[start of QUOTED TEXT]
By the turn of the 19th Century, Ugni Blanc had replaced Folle Blanch and Colombard as the most widely used grape for producing Cognac. Grafted onto a new rootstock it helped the Cognaçaise rebuild their industry after the Phylloxera outbreak. At about the same time producers started to plant their vines in rows, rather than the uneven bush planting method used previously, and a greater concentration of vines per hectare was achieved. More recently this has enabled the use of grape-picking machines and with careful pruning the vines, which are now grown on wires, reach a height of 1.2 – 1.5m. Although vine planting is controlled, at a maximum of 3000 per hectare, recent improvements in viniculture have seen the level of alcohol per hectare produced significantly increase. However, weather is still the biggest factor in determining the quality of the harvest and thankfully for the last 20 years it has been pretty good. A great recent vintage to demonstrate the quality is Hermitage 2005 Cognac; try it you won’t be disappointed.
[end of QUOTED TEXT]
[start of EXTRACTED DATA]
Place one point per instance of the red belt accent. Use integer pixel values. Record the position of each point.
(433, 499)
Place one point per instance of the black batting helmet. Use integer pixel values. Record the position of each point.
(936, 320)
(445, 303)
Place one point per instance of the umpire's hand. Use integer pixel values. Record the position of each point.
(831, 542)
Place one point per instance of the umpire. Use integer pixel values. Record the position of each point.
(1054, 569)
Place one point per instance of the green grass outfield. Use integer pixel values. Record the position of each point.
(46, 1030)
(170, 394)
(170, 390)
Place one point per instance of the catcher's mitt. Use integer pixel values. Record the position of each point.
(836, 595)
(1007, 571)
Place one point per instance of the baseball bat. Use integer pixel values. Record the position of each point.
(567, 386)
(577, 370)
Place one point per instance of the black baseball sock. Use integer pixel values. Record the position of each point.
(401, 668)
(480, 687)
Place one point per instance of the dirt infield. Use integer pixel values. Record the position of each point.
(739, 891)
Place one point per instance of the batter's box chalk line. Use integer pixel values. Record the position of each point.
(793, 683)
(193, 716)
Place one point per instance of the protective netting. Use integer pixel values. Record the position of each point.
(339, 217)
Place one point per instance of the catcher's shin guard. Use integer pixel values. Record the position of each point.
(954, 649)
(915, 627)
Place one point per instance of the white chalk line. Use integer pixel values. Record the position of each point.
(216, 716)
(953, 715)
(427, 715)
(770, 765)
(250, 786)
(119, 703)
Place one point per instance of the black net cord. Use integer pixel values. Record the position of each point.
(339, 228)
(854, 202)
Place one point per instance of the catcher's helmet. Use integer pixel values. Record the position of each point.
[end of EXTRACTED DATA]
◆ **LIST OF TASKS**
a) According to the Cognac passage, what is the maximum number of vines that may be planted per hectare?
b) Say whether each statement agrees with the Cognac passage, and back each yes or no with the deciding words from it: (i) vines grown on wires reach a height of up to 2 meters; (ii) weather is still the biggest factor in the quality of the harvest; (iii) planting vines in rows lowered the number of vines per hectare.
c) Please continue the Cognac passage, picking up after its final sentence.

◆ **SOLVED PROBLEMS**
a) 3000 per hectare.

b)
(i) No: "reach a height of 1.2 – 1.5m"
(ii) Yes: "weather is still the biggest factor in determining the quality of the harvest"
(iii) No: "a greater concentration of vines per hectare was achieved"

c)
The French have a word, ‘terroir’ which cannot be directly translated into another language but refers to the land, the weather, the climate and just about anything which affects the quality of the vine and the conditions in which it grows. In the Charente the ‘terroir’ is very special, in theory the component parts could be reproduced anywhere but here the result is unique. According to Professor Louis Ravaz (who did a great deal to help replant cognac vineyards after the Phylloxera disaster),
“The same variety of grape can be grown anywhere and in the same way as in the Charente, distillation can be carried out as at Cognac and in the same stills, the brandy can be stored in identical casks as those we employ in our region; it can be cared for as well or maybe even better. But the same combination of weather and terrain cannot be found anywhere else. As far as the soil is concerned, it is not enough that it should belong to the same geological formations, it must have the same physical and chemical composition and no one has ever found such a duplicate. In addition, the climate of the region must be identical to the climate of the Charente and that is almost inconceivable. There is therefore very little chance that all the elements that influence the nature of the product should be found together in any other region apart from the Charente and thus no other region can produce cognac. The slightest difference in the climate, the soil and so on is enough to change completely the nature of the brandy, and that is as it should be because there are, even in the Charente , a few spots (small ones, it is true), which produce mediocre brandy. All the trials that have been made all over the place to produce cognac with the same varieties and the Charentais method have resulted only in failure. And this lack of success could have been foreseen if people had remembered this one principle, that the nature of products is dependent on a combination of conditions which occurs only rarely.”
So it is that we consider the extraordinary terroir in the Charente, the only region in the world that is responsible for making cognac, the King of all spirits.